Liste des activités ->
1 – Dans l'extrait sur la prévention des LGBTI-phobies, recopiez le passage qui commence aux mots « 2- Une présomption » et s'arrête après « chances à l’embauche ? », en substituant « manuel » à « guide ».
2 – Traduisez en anglais la phrase suivante, tirée de l'extrait sur la prévention des LGBTI-phobies : « On a envie de dire : il était temps ! »
3 – Rédigez la suite de l'extrait sur la prévention des LGBTI-phobies à partir de sa dernière phrase.

Pour faire avancer les pratiques et la prévention des LGBTI-phobies dans le milieu professionnel, la Direction générale de l’administration et de la fonction publique (DGAFP) a publié, en 2017, un guide intitulé « Homophobie et transphobie. Prévenir et agir : la fonction publique s’engage », qui donne quelques pistes notamment en matière de formation ou de dispositifs d’écoute, comme le label Diversité (lire p. 25). Dans le plan triennal de mobilisation contre la haine et les discriminations anti-LGBTI(6), il est aussi question d’encourager des actions de formation à destination des professionnels de santé (médecins et gynécologues notamment). On a envie de dire : il était temps !

1- Présentation de l’enquête sur : www.sante-lgbti.fr

2- Une présomption d’hétérosexualité.

3- Ligne d’informations juridiques et sociales : 01 53 62 40 30.

4- Selon le 5e Baromètre sur la perception des discriminations au travail, établi par le Défenseur des droits et l’Organisation internationale du travail, 2012. À consulter sur : bit.ly/2J1Bga2

5- Il a publié un guide, « Agir contre les discriminations liées à l’orientation sexuelle et à l’identité de genre dans l’emploi ». À lire sur : bit.ly/2IYzl5Y

6- Plan de la Délégation interministérielle à la lutte contre le racisme, l’antisémitisme et la haine anti-LGBTI (Dilcrah) : bit.ly/2GoR54u

CAMPAGNE DE « TESTING »

Mêmes chances à l’embauche ?

Informations affichées ->
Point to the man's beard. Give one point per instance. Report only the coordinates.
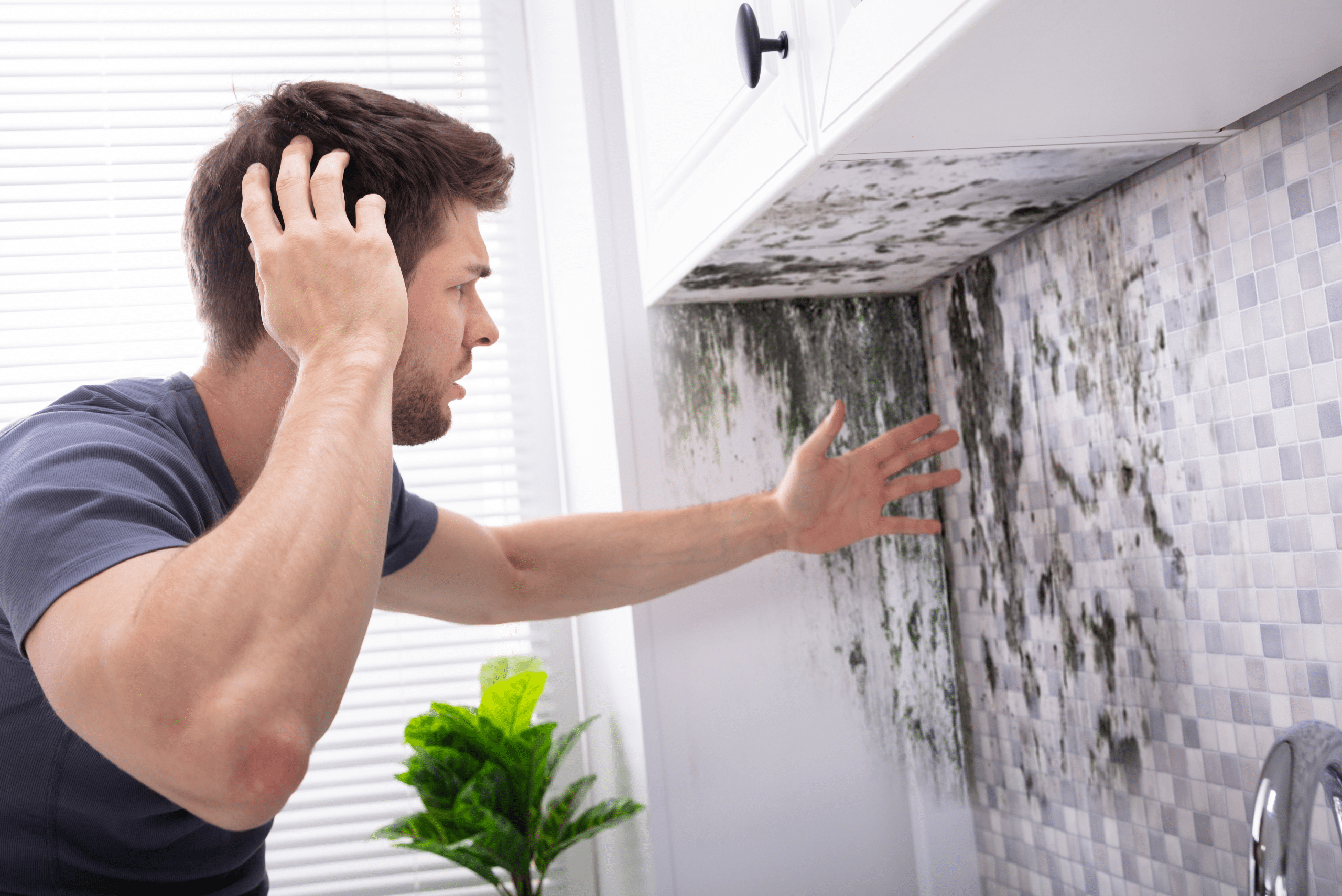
(419, 414)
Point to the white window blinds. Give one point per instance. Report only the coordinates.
(104, 109)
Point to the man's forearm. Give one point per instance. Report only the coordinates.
(580, 564)
(596, 561)
(569, 565)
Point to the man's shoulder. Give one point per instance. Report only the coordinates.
(121, 404)
(140, 419)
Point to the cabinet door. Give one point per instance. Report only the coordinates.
(704, 147)
(868, 41)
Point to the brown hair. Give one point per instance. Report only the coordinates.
(408, 153)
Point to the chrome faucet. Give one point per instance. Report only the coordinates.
(1306, 755)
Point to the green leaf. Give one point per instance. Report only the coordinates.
(450, 765)
(439, 774)
(560, 811)
(608, 813)
(485, 796)
(524, 758)
(505, 667)
(562, 746)
(427, 835)
(509, 703)
(449, 726)
(500, 848)
(493, 836)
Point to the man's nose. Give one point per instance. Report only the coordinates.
(481, 329)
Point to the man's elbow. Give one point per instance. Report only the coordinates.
(257, 780)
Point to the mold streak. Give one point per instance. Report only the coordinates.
(741, 385)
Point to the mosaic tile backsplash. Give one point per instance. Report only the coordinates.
(1145, 544)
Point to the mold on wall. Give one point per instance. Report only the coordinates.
(893, 224)
(741, 385)
(1144, 550)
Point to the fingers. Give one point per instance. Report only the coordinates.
(919, 450)
(371, 214)
(258, 215)
(895, 439)
(904, 486)
(293, 188)
(907, 526)
(328, 187)
(825, 435)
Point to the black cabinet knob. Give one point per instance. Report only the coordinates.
(751, 47)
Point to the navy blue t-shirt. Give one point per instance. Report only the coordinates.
(102, 475)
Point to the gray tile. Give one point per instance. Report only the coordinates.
(1298, 199)
(1326, 226)
(1330, 422)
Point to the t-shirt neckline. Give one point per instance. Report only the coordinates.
(209, 448)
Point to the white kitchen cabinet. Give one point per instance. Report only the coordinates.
(1105, 88)
(704, 145)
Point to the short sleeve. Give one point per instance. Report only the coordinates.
(410, 527)
(82, 491)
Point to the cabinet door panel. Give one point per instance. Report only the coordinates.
(697, 217)
(702, 143)
(875, 37)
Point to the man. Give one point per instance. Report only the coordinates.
(188, 566)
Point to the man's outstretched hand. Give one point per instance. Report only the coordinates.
(831, 502)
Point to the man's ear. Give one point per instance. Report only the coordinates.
(261, 286)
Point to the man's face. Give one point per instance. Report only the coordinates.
(446, 321)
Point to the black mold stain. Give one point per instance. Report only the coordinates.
(1096, 313)
(990, 666)
(857, 661)
(737, 275)
(901, 639)
(1105, 632)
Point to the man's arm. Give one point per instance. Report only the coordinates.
(209, 673)
(579, 564)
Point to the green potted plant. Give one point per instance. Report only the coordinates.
(482, 776)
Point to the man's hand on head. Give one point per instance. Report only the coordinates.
(325, 286)
(831, 502)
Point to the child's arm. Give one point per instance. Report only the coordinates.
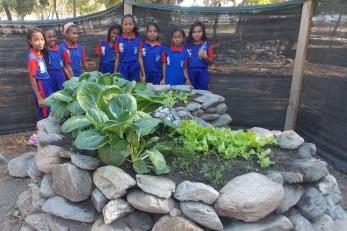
(40, 101)
(142, 68)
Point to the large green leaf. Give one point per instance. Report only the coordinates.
(74, 123)
(158, 161)
(75, 108)
(88, 96)
(106, 79)
(90, 140)
(111, 156)
(121, 105)
(145, 126)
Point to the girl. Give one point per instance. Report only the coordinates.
(58, 61)
(106, 51)
(38, 75)
(128, 48)
(200, 56)
(152, 52)
(175, 61)
(76, 51)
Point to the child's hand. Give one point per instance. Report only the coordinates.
(40, 102)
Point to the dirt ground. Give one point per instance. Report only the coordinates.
(13, 145)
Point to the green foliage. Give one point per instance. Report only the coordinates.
(229, 144)
(104, 111)
(172, 97)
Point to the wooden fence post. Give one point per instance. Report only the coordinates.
(300, 59)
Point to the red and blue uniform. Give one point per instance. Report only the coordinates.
(77, 55)
(37, 69)
(58, 57)
(176, 59)
(152, 59)
(197, 67)
(128, 49)
(106, 54)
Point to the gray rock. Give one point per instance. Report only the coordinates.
(273, 223)
(307, 150)
(195, 191)
(312, 204)
(223, 121)
(149, 203)
(202, 122)
(323, 223)
(292, 194)
(60, 207)
(48, 157)
(175, 224)
(113, 182)
(71, 182)
(186, 88)
(46, 189)
(34, 173)
(139, 221)
(202, 214)
(209, 117)
(312, 169)
(19, 166)
(156, 185)
(85, 162)
(249, 197)
(192, 106)
(116, 209)
(209, 100)
(119, 225)
(276, 177)
(98, 200)
(300, 223)
(262, 132)
(326, 184)
(290, 140)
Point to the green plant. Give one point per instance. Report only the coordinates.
(229, 144)
(110, 115)
(172, 97)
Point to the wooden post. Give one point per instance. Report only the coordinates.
(128, 9)
(300, 59)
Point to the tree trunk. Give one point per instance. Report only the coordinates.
(7, 11)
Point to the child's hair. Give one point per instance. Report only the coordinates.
(155, 26)
(195, 24)
(136, 29)
(112, 27)
(178, 30)
(31, 32)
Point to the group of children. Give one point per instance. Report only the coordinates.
(122, 50)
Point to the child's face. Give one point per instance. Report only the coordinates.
(128, 25)
(37, 41)
(197, 33)
(51, 38)
(152, 33)
(114, 34)
(72, 34)
(177, 38)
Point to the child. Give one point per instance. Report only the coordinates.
(106, 50)
(200, 56)
(76, 51)
(152, 52)
(128, 48)
(59, 61)
(175, 61)
(39, 77)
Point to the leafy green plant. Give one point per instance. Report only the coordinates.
(110, 116)
(172, 97)
(229, 144)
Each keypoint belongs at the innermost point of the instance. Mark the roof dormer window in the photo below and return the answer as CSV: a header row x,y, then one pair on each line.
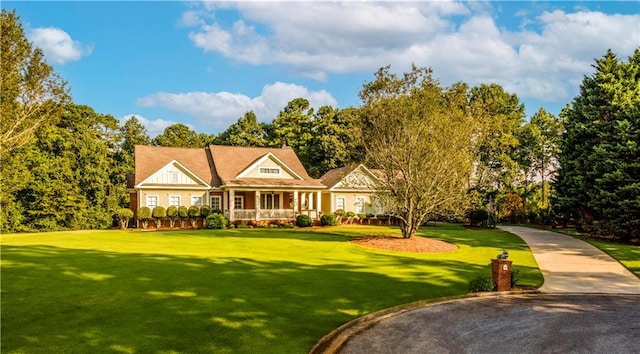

Résultats des activités ->
1 –
2- Une présomption d’hétérosexualité.

3- Ligne d’informations juridiques et sociales : 01 53 62 40 30.

4- Selon le 5e Baromètre sur la perception des discriminations au travail, établi par le Défenseur des droits et l’Organisation internationale du travail, 2012. À consulter sur : bit.ly/2J1Bga2

5- Il a publié un manuel, « Agir contre les discriminations liées à l’orientation sexuelle et à l’identité de genre dans l’emploi ». À lire sur : bit.ly/2IYzl5Y

6- Plan de la Délégation interministérielle à la lutte contre le racisme, l’antisémitisme et la haine anti-LGBTI (Dilcrah) : bit.ly/2GoR54u

CAMPAGNE DE « TESTING »

Mêmes chances à l’embauche ?

2 – One is tempted to say: it's about time!

3 –
L’homosexualité peut-elle nuire à l’embauche ? En partenariat avec la Dilcrah(1), Yannick L’Horty, directeur de la fédération de recherche Travail, emploi et politiques publiques au CNRS, a mené une campagne de testing sur l’accès à l’emploi en se concentrant sur deux métiers : aide-soignant et responsable administratif.

Entre septembre 2017 et mars 2018, l’équipe a répondu à 653 offres d’emploi avec de faux CV : un candidat neutre, un candidat d’origine maghrébine, un candidat résidant dans un quartier politique de la ville, un candidat homme (puisqu’ils sont sous-représentés parmi les AS) et un candidat supposé homosexuel. L’homosexualité étant moins visible que la couleur de peau, les chercheurs l’ont suggérée sur le CV en mentionnant l’appartenance à une association “gay friendy” ou la participation aux “Gay Games”. « Il s’agit de la première campagne de testing réalisée en France sur l’accès à l’emploi et les risques de discrimination fondée sur l’orientation sexuelle », explique l’économiste. Si l’origine ou le lieu de résidence constituent des critères significatifs de discrimination, cela semble beaucoup moins évident pour l’orientation sexuelle. L’ensemble des résultats fera l’objet d’une communication détaillée courant juillet et sera publié sur www.tepp.eu

1- Délégation interministérielle à la lutte contre le racisme, l’antisémitisme et la haine anti-LGBTI.

DISCRIMINATION

Comment réagir ?

→ En parler à sa hiérarchie : aller voir le cadre de santé, la direction des ressources humaines (DRH), les représentants du personnel, le médecin du travail. L’employeur doit prendre au sérieux tout signalement de discrimination et de harcèlement.

→ Se tourner vers les associations de défense des victimes : telles que SOS Homophobie, Homoboulot, Ravad, InterLGBT, la fédération LGBT…

→ Saisir le Défenseur des droits : il procèdera à une enquête, pourra proposer une médiation, un règlement amiable ou une transaction, émettre des recommandations ou présenter des observations devant des juridictions.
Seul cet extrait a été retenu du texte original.